== Source data

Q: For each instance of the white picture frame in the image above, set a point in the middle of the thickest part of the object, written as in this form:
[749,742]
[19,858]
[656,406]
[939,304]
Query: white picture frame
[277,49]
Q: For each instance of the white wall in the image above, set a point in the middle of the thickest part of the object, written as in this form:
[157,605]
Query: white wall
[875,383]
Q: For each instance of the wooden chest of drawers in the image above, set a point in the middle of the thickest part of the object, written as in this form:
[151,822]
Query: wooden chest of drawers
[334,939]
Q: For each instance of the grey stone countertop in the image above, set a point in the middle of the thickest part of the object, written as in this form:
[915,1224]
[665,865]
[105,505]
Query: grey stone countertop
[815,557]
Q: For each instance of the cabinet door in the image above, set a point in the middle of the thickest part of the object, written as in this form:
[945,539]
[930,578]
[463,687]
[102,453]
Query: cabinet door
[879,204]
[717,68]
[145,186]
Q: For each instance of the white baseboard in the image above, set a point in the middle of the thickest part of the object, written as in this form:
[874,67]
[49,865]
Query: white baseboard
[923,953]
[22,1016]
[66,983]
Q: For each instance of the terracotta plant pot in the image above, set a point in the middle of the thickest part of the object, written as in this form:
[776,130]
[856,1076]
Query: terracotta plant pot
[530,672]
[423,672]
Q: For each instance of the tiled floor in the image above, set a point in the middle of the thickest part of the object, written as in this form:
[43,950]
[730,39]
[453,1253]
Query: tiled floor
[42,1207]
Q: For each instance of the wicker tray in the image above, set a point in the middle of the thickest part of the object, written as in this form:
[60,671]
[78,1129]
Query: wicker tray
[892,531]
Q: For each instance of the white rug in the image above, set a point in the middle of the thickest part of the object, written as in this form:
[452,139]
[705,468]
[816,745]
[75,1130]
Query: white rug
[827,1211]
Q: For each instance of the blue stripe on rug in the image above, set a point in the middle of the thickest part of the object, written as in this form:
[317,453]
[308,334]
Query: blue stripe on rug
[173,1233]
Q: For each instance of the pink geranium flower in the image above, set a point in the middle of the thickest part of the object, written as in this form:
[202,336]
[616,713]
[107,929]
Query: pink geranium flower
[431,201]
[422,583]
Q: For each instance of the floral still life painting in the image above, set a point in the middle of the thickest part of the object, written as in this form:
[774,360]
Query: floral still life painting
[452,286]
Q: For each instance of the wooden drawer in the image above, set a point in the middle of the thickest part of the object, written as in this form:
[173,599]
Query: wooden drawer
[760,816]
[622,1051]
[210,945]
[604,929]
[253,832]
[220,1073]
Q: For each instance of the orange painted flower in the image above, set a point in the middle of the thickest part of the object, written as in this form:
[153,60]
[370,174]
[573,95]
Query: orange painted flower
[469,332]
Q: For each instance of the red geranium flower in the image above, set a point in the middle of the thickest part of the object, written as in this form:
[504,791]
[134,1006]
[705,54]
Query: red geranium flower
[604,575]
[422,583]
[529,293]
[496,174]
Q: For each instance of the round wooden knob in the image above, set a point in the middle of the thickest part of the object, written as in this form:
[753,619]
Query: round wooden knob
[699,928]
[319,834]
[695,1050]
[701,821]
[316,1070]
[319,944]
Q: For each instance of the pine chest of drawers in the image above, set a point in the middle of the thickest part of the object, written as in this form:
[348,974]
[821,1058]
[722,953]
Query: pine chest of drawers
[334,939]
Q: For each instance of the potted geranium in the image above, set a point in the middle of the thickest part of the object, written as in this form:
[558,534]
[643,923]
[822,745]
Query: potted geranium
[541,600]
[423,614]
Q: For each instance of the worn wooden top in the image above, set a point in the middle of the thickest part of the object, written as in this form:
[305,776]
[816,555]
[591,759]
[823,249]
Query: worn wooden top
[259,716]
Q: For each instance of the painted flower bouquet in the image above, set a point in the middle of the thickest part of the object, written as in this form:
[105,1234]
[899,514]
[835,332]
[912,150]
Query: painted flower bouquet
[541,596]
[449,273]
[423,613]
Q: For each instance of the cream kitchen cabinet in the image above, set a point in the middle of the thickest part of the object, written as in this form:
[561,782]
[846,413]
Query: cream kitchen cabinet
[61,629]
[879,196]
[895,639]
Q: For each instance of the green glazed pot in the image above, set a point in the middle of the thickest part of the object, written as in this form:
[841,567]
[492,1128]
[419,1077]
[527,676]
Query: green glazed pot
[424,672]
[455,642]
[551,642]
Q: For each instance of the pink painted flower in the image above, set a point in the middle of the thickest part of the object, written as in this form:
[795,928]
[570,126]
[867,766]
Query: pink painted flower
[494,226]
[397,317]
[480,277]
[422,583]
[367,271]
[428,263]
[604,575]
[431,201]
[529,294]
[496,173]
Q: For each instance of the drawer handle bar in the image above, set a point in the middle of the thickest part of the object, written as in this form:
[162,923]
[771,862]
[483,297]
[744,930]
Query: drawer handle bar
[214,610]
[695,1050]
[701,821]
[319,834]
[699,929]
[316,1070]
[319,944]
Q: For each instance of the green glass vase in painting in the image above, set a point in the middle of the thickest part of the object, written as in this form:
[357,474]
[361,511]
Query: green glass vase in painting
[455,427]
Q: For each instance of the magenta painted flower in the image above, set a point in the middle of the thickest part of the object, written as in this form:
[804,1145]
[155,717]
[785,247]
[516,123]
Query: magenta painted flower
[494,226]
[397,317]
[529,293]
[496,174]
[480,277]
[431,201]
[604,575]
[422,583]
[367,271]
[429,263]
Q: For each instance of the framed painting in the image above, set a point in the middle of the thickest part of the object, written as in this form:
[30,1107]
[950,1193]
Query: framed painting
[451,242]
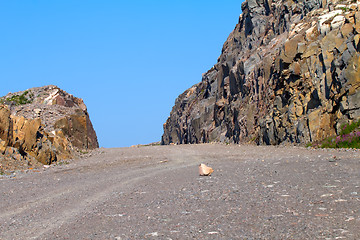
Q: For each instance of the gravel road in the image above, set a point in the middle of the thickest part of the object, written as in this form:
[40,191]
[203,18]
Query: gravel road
[156,192]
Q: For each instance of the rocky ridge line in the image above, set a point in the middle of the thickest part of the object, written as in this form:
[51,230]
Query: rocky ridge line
[288,73]
[41,126]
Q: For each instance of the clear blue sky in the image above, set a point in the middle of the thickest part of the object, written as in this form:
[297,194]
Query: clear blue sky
[128,60]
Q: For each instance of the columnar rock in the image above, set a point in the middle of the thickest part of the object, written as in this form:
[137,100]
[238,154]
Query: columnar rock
[43,124]
[289,72]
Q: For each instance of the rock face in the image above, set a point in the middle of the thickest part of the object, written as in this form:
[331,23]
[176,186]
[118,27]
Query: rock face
[43,125]
[288,73]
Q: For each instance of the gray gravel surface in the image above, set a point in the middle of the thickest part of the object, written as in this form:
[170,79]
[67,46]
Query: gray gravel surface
[156,193]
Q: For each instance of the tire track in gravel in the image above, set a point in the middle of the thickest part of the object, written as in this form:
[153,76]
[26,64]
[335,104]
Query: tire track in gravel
[79,197]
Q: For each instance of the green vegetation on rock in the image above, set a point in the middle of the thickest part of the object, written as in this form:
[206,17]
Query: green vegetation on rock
[19,99]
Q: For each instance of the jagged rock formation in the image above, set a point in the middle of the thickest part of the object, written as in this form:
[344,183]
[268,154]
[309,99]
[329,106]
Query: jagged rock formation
[42,125]
[288,73]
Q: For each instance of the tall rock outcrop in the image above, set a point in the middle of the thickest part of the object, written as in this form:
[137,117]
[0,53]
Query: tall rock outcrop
[43,125]
[289,72]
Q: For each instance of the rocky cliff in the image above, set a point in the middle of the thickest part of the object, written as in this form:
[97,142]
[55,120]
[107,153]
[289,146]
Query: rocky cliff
[288,73]
[42,125]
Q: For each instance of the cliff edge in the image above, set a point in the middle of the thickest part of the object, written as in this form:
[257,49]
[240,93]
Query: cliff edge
[288,73]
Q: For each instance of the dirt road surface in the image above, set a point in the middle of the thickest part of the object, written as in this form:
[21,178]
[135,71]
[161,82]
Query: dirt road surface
[156,192]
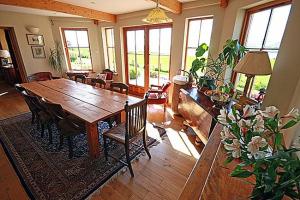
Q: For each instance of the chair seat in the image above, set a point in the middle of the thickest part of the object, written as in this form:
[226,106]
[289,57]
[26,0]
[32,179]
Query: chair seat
[117,133]
[69,129]
[155,98]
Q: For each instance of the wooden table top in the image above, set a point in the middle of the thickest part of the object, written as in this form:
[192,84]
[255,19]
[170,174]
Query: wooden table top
[86,102]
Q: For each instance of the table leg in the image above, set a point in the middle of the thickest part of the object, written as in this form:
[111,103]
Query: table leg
[93,139]
[212,126]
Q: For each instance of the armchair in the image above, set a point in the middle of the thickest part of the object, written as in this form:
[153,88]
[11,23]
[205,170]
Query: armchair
[159,94]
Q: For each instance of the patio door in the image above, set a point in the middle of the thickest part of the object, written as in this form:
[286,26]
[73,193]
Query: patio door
[147,56]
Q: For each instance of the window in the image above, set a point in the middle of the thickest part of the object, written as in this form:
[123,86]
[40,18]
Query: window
[199,31]
[110,49]
[77,48]
[264,28]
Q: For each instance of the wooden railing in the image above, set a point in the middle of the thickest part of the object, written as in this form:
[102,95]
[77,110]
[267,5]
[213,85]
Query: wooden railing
[198,177]
[210,178]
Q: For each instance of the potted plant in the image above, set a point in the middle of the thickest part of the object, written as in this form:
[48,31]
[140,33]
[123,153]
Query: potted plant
[56,58]
[213,69]
[255,138]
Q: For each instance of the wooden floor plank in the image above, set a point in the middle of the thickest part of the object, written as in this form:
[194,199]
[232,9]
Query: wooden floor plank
[162,177]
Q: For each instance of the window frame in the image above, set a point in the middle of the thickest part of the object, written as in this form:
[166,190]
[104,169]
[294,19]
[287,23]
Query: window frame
[67,49]
[187,35]
[107,48]
[245,27]
[146,29]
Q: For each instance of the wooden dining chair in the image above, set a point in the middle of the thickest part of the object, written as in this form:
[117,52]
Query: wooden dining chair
[68,125]
[20,88]
[38,112]
[98,81]
[40,76]
[127,133]
[80,78]
[119,87]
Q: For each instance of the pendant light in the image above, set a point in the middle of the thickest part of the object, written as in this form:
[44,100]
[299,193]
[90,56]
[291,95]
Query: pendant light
[157,16]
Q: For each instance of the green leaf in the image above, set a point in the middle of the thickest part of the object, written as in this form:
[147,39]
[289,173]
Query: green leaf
[278,139]
[289,124]
[240,173]
[200,51]
[228,160]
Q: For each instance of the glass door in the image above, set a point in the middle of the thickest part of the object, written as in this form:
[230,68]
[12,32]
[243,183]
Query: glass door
[135,59]
[159,55]
[147,56]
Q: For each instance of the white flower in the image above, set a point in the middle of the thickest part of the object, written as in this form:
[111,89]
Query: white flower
[256,143]
[259,126]
[248,111]
[222,118]
[226,134]
[235,148]
[293,114]
[269,112]
[245,123]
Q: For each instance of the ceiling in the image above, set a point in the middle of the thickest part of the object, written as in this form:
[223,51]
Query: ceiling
[33,11]
[109,6]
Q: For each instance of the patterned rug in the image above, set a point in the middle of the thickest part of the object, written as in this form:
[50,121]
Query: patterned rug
[46,171]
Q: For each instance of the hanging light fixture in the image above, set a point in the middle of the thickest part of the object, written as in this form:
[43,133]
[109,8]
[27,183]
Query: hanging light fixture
[157,16]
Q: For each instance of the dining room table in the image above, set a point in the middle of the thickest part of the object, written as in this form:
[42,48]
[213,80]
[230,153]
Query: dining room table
[88,103]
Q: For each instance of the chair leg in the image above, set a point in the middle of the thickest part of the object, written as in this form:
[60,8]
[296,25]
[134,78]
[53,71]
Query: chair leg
[105,148]
[70,143]
[50,133]
[145,145]
[43,129]
[32,118]
[128,159]
[61,141]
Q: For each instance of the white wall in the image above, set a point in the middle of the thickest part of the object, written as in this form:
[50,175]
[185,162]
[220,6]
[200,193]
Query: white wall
[19,22]
[284,86]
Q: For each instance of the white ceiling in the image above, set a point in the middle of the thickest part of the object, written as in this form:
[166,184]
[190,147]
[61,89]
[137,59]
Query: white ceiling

====

Reproduce only the lines from the line containing "Q: For each instance of the hanging" to the last line of the material above, both of those lines included.

Q: For each instance of the hanging light fixture in the image above, set a point in the middle of the thickest part of the object, written as in this form:
[43,133]
[109,8]
[27,183]
Query: hanging light fixture
[157,16]
Q: For each instance of the dining room table in the image above, set a point in the middle of the thickest part of the object, written as in this form:
[42,48]
[213,80]
[230,153]
Query: dining room table
[88,103]
Q: For each instance of the chair leg in the image above, set a point in the middle of the thickest part of the object, written as in this form:
[60,8]
[296,25]
[134,78]
[53,71]
Query: chair leg
[105,148]
[70,143]
[50,133]
[145,145]
[43,129]
[32,118]
[128,159]
[61,141]
Q: For each instance of the white wall in the image above, set a point in the middle of the thickest part of the object, written as in this form:
[50,175]
[185,162]
[220,6]
[200,193]
Query: white wall
[19,22]
[284,86]
Q: For each instance of the white ceiling in the image above, set a point in the middle of the thickest part of the object, written as in this form:
[166,184]
[190,147]
[61,89]
[137,59]
Query: white ceiling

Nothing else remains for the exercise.